• What you are asked to do
Reproduce the vessel agreement below word for word, from "5. Citizenship of Purchaser.  The" to "46 U.S.C. §12111(a).".

• Passage given
---------------
5. Citizenship of Purchaser.  The Trustee is a citizen of the United States within the meaning of Section 2 of the Shipping Act of 1916 (46 U.S. Code §50501). The Trust is a “documentation citizen” within the meaning of 46 U.S.C. §12103, and eligible, as Purchaser, to document the Vessel in its name with a registry endorsement under 46 U.S.C. §12103(b)(2) and 46 U.S.C. §12111(a).
 
6. Termination.  This Agreement may be terminated by Purchaser if, on the Closing Date, any condition set forth in Section 2 has not been satisfied.  This Agreement will terminate automatically without any action by Purchaser or Participants (a) if all conditions set forth in Section 2 have not been satisfied, as determined by Participants, and the purchase and sale of the Vessel has not occurred prior to 5 p.m. Central Standard Time on February 28, 2012, or (b) in the event that the Vessel becomes an actual or constructive total loss, prior to the closing. Should the Vessel sustain any material damage (short of an actual total loss) prior to the closing as determined by the Participants, Purchaser and the Participants may terminate this Agreement by written notice to Waterman and Guarantor, and this Agreement shall become null and void and be of no further force and effect.  In the event of the termination of this Agreement pursuant to this Section, neither Purchaser nor any Participant shall have any further obligation to Waterman, Guarantor or Gulf South under this Agreement or any other Charter Document or otherwise to purchase and charter the Vessel.
---------------
• Dataset records
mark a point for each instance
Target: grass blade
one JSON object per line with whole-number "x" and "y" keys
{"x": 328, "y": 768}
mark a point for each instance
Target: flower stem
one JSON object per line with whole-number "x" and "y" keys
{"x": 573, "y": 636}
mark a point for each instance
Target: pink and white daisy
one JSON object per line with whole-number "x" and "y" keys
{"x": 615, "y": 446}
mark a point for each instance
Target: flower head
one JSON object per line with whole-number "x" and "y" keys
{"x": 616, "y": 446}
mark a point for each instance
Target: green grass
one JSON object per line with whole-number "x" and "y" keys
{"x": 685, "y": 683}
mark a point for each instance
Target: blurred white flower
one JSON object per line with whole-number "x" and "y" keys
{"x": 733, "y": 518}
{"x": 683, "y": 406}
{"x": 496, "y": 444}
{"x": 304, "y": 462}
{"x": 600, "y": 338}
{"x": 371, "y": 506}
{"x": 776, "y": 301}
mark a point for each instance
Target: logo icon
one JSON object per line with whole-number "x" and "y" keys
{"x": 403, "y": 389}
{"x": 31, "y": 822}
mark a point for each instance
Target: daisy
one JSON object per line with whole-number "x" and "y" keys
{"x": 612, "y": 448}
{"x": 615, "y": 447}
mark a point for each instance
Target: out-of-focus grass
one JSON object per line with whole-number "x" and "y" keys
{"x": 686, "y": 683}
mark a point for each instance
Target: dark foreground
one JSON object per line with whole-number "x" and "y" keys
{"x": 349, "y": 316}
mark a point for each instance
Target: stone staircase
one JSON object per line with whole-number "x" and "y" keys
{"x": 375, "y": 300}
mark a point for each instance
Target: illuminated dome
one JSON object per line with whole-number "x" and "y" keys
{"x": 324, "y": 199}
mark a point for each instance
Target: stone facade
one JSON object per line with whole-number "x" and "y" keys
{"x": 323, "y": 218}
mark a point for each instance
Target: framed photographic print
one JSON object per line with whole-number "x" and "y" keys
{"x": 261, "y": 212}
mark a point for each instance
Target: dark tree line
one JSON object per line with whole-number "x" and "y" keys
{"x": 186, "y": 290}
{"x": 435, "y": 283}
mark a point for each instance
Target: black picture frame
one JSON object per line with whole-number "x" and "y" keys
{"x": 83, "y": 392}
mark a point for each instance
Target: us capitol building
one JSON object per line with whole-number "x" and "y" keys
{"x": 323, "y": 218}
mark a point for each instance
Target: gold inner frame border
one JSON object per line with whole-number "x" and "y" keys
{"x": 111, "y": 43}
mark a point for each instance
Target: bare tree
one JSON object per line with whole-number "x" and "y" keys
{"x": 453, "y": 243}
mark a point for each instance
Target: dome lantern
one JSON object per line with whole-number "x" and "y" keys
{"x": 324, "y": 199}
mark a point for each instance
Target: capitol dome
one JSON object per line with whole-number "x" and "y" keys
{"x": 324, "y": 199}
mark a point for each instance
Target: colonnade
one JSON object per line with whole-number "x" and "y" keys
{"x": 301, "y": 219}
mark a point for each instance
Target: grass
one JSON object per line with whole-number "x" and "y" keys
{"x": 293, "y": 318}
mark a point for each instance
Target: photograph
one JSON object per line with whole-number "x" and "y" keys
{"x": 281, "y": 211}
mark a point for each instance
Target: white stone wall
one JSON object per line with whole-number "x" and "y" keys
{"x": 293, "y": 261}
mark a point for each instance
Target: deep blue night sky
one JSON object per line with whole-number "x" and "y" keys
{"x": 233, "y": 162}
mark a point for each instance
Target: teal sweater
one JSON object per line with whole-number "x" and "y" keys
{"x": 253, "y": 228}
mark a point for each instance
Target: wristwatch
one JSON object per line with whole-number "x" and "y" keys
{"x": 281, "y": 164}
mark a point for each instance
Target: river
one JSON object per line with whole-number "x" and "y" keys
---------------
• Answer to this exercise
5. Citizenship of Purchaser.  The Trustee is a citizen of the United States within the meaning of Section 2 of the Shipping Act of 1916 (46 U.S. Code §50501). The Trust is a “documentation citizen” within the meaning of 46 U.S.C. §12103, and eligible, as Purchaser, to document the Vessel in its name with a registry endorsement under 46 U.S.C. §12103(b)(2) and 46 U.S.C. §12111(a).